• CONSEGNA: Riporta ogni riga delle voci in cui compare la stringa "shirt".

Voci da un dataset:
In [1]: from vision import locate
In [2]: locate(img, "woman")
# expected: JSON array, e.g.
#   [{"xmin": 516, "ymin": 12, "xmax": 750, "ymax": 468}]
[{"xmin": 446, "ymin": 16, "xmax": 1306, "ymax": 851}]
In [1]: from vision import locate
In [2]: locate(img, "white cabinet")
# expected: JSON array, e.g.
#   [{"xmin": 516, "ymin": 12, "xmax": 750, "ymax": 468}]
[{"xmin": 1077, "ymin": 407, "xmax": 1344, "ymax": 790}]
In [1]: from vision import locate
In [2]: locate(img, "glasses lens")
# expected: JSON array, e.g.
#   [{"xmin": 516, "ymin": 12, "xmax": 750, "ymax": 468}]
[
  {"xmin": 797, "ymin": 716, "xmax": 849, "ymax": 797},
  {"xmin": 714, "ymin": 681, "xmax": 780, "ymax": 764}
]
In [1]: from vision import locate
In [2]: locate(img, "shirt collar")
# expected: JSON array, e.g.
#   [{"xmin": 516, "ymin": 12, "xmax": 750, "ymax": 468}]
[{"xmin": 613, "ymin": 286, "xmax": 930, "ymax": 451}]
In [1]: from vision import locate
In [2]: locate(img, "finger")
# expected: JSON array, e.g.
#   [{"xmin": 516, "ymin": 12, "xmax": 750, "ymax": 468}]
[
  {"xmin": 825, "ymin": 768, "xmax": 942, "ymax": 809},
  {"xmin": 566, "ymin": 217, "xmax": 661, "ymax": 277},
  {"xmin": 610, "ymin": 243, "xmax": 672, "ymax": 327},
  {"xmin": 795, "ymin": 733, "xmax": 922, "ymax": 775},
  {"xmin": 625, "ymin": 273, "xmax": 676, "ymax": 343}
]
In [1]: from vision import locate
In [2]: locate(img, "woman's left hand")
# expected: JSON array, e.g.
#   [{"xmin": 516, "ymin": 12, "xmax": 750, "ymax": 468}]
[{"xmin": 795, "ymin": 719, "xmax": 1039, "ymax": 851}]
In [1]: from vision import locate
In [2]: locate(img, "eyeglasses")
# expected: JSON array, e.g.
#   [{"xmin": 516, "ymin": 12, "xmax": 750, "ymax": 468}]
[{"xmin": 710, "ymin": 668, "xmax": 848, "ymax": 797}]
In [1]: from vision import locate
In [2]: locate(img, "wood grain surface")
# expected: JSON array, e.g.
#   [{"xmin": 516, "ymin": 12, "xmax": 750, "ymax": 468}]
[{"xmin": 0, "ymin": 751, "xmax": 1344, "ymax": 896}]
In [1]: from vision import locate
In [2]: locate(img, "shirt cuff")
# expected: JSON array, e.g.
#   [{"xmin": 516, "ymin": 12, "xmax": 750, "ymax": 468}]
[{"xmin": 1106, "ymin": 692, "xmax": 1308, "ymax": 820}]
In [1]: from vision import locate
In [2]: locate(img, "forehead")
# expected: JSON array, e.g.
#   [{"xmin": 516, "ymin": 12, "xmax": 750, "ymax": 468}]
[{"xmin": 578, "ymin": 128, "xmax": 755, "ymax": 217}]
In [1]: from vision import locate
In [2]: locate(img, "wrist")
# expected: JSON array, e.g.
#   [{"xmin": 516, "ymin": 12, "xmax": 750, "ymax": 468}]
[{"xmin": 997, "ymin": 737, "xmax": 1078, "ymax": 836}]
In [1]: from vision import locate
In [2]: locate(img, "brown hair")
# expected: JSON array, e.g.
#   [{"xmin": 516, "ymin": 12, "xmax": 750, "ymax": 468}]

• RISPOSTA:
In [2]: locate(img, "shirt collar")
In [2]: locate(img, "shirt cuff")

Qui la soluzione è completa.